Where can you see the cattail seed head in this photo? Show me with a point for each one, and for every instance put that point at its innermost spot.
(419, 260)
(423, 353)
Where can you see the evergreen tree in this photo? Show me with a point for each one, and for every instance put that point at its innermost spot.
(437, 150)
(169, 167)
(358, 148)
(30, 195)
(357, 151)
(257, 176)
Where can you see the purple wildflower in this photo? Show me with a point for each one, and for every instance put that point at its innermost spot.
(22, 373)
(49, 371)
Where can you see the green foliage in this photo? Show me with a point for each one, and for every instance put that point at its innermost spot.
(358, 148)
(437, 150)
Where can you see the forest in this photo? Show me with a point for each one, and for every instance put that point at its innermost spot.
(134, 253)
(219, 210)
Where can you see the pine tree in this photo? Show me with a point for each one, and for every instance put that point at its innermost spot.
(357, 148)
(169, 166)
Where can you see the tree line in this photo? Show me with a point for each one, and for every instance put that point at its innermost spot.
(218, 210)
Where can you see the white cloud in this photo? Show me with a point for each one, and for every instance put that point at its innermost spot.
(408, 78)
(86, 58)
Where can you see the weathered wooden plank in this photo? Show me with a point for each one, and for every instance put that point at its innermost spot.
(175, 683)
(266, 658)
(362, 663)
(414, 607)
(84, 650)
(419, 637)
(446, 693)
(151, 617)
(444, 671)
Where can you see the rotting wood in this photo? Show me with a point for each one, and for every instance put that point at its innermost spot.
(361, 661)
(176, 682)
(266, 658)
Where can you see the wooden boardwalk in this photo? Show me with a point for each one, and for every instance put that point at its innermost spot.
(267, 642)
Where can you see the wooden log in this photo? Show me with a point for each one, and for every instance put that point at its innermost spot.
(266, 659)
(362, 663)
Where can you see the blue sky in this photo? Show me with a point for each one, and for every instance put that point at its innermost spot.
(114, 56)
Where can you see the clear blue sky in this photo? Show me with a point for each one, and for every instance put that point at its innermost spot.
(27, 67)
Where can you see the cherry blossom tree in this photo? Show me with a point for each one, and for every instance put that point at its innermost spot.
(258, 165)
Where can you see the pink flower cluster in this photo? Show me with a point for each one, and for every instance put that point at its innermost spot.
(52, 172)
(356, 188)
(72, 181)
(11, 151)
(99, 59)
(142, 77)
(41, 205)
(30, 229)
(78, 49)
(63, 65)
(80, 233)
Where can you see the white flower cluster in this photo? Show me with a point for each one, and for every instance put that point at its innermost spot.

-----

What you are asked to do | Return all of the data above exactly, leaving out no line.

Exercise response |
Where can you see the cattail seed head in this photo? Show me with a point for each one, and for every instance put that point at its innermost spot.
(419, 260)
(423, 353)
Where can you see the evergreen tree in this photo? Show me with a point for each one, and for every instance put that point at its innermost spot.
(437, 150)
(169, 167)
(358, 148)
(30, 195)
(357, 151)
(257, 176)
Where can you see the purple wildflower in this photo? Show me with a point for each one, and for every instance put that point at its innermost spot.
(22, 373)
(49, 371)
Where can you see the green foliage in this photo? Show me with a point for each one, and for every instance put that point at its innermost spot.
(358, 148)
(437, 150)
Where can you see the forest in this photo? Show me with a point for each one, and for every instance put that point at its innermost spot.
(134, 253)
(219, 210)
Where can you see the pine tree in this photo? Show me with a point for each one, and for every instance put that point at its innermost spot.
(357, 148)
(169, 166)
Where can you see the tree line in this photo? Show me with a point for each one, and for every instance put that point at its innermost spot.
(218, 210)
Where can you see the white cloud in this photo? Show me with a point for each one, and for every instance put that point at its innermost spot.
(408, 78)
(86, 58)
Where can you see the weathered wooden plank in this photo? Show me with a point for each one, and for every instance put that point at its innermost spot.
(175, 683)
(266, 658)
(362, 663)
(414, 607)
(84, 650)
(419, 637)
(446, 693)
(151, 617)
(444, 671)
Where can you see the rotting wood in this photo? Show me with a point for each one, and for every instance put that point at its innermost spot.
(361, 661)
(176, 682)
(266, 658)
Where can you see the wooden boardwalk in this photo? Show me with a point for each one, and for every instance put that point at its innermost spot.
(267, 642)
Where can you see the wooden log in this photo? Show me with a point for each one, and for every instance put that point at its innermost spot.
(266, 659)
(362, 663)
Where can you see the blue sky in this photo? Show me with a point for each one, and for every instance put that point at its innermost spot.
(114, 56)
Where can you see the clear blue sky in this photo? Show me with a point for each one, and for every instance put that point at its innermost spot.
(27, 67)
Where can you see the cherry blossom tree in this photo? Show me with a point for each one, and for every instance put that point at its innermost spot.
(258, 165)
Where can you see the pink flower cluster in this photo? Show me with a point for each one, and for every instance put that point at its innermost spot.
(52, 172)
(356, 188)
(72, 181)
(11, 151)
(99, 59)
(142, 77)
(41, 205)
(30, 229)
(78, 49)
(63, 65)
(80, 233)
Where can you see the white flower cluster in this photo? Show me with a point for each one, and for every instance put that point at its innermost spot.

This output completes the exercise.